### Extracted records
— BEGIN —
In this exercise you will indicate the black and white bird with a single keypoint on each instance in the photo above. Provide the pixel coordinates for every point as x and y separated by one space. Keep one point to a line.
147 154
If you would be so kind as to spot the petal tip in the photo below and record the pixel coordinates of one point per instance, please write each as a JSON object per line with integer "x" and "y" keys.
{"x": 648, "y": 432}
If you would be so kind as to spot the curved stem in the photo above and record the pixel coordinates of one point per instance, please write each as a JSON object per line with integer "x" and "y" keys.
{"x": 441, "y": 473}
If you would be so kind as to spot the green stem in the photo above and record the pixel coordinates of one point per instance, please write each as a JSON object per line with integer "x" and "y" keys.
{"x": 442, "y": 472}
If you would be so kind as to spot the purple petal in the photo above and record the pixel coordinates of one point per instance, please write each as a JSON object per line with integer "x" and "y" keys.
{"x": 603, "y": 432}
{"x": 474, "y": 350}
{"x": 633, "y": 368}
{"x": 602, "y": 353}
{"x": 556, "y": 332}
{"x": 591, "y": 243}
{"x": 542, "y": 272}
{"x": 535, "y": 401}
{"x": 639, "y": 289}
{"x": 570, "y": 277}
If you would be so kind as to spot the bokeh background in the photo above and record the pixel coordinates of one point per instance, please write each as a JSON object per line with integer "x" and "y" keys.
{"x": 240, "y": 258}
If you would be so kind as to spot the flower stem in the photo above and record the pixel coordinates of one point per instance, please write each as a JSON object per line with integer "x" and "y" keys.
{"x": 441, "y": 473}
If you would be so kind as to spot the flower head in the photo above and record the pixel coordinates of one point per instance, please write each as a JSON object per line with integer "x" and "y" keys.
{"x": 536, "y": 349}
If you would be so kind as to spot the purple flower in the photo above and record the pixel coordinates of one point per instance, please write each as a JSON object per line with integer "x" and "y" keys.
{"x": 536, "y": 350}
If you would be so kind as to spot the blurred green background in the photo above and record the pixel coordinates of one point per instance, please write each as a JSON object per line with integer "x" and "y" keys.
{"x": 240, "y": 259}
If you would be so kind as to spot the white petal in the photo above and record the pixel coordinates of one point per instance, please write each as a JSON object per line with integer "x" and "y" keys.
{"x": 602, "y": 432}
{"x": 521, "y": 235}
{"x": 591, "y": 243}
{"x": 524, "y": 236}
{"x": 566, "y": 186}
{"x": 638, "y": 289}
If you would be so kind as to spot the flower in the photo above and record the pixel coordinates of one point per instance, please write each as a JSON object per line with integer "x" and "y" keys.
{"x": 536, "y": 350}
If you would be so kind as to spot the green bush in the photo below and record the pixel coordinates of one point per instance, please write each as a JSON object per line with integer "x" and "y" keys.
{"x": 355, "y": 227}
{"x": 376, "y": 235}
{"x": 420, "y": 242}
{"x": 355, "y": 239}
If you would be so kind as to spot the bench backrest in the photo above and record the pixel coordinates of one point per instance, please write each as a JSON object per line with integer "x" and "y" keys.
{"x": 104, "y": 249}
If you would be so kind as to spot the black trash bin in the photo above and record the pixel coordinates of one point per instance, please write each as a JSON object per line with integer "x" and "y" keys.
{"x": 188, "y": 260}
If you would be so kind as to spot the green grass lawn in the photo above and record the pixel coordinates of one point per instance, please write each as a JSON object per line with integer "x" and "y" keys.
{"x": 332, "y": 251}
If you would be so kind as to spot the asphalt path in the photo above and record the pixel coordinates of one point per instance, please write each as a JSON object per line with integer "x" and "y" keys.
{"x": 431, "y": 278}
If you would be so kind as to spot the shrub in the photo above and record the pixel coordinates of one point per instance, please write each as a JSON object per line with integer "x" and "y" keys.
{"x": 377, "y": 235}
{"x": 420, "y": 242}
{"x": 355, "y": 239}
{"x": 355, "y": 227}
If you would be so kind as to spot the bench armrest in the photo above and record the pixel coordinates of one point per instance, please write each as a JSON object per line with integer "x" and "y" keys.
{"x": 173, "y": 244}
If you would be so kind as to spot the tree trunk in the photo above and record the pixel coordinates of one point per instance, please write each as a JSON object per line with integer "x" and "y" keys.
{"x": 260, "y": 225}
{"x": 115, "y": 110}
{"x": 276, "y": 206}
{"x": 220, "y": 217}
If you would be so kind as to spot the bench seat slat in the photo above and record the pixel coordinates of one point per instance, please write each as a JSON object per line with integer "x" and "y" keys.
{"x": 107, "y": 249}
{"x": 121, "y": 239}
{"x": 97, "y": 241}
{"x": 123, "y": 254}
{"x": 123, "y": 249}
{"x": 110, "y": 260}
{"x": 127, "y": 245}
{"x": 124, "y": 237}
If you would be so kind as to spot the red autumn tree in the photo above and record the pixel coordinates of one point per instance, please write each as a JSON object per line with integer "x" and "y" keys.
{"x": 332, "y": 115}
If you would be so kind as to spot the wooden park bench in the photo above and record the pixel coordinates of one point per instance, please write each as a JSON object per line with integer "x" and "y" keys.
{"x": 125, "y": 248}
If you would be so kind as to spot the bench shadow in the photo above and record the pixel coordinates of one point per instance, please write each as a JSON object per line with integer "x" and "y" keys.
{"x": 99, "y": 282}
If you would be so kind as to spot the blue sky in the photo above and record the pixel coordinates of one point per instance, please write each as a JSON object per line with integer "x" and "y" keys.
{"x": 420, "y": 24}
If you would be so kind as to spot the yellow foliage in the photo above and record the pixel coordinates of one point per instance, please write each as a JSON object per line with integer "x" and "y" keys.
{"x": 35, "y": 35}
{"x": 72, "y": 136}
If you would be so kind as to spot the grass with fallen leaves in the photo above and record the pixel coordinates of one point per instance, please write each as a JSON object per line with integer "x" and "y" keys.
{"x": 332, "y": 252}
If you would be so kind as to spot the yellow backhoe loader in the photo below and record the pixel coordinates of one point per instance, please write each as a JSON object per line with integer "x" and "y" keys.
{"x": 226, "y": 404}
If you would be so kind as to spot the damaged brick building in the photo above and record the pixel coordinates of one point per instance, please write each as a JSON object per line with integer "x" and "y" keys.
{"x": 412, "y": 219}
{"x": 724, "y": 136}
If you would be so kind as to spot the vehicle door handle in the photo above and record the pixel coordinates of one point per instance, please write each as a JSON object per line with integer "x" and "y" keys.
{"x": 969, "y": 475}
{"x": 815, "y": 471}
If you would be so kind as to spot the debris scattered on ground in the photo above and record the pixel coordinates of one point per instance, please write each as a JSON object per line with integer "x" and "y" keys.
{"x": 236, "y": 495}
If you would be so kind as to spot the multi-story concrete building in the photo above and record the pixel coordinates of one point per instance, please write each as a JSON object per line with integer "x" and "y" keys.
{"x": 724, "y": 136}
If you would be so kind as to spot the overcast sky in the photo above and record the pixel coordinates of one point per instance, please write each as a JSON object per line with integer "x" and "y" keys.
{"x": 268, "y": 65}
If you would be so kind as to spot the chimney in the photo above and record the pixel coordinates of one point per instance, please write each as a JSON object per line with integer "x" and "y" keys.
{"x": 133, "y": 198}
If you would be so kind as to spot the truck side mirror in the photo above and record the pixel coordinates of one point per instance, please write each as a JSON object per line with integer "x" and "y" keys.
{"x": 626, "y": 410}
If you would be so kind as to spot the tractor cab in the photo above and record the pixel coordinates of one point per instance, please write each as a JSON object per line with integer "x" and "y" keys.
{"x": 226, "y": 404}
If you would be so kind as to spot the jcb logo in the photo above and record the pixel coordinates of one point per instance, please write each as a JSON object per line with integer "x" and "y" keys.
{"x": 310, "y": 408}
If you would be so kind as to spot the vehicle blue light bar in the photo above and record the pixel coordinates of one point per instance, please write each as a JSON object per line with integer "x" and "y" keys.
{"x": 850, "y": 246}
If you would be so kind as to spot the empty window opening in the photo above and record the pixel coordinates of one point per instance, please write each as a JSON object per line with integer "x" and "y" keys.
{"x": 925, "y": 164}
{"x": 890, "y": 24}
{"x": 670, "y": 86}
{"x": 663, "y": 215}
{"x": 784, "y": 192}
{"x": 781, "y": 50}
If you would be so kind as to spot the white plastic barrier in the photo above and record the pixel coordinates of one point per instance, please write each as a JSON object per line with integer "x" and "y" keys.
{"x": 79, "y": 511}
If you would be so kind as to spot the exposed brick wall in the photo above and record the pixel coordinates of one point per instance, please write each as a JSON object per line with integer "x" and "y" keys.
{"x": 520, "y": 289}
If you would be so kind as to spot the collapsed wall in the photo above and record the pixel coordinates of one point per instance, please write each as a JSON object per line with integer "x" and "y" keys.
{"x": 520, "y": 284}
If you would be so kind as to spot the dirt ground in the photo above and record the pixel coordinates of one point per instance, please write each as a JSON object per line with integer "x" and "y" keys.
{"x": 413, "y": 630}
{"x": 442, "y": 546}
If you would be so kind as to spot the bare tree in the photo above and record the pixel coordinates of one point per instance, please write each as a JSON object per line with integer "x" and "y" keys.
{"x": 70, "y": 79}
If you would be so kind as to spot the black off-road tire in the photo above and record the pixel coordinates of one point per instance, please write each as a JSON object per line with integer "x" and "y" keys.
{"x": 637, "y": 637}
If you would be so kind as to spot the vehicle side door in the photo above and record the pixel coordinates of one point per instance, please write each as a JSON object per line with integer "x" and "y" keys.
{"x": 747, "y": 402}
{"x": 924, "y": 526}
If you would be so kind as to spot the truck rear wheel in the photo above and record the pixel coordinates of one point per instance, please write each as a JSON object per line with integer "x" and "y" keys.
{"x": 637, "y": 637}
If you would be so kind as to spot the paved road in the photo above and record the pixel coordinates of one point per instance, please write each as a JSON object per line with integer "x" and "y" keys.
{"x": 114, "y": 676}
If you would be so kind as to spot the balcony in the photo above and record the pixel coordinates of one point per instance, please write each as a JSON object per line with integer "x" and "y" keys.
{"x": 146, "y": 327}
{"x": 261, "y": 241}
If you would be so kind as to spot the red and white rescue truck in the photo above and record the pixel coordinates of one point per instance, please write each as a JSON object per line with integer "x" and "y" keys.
— END —
### Exercise task
Rewrite the rows from the line containing "the truck rear" through the end of the rows, substituting "locate" for "spot" and leaving everything else unchanged.

### Result of the exercise
If you would be so kind as to locate the truck rear wheel in the photo above and record the pixel coordinates of one point per instance, please write each as a JSON object per line with integer "x" and "y" keys.
{"x": 637, "y": 637}
If you would be so kind as to locate the paved road in the photo above and record the pixel coordinates of one point per instance, please write each as a JSON object per line with integer "x" and "y" keys.
{"x": 114, "y": 676}
If you would be so kind as to locate the balcony in the photo above and record the pixel coordinates of one point per instance, please write each as a JSON object per line with integer "x" and "y" keys.
{"x": 146, "y": 327}
{"x": 261, "y": 241}
If you would be so kind as to locate the red and white rescue truck in the photo above and record the pixel coordinates of one point per instance, please write each as a JSON object per line with integer "x" and "y" keys.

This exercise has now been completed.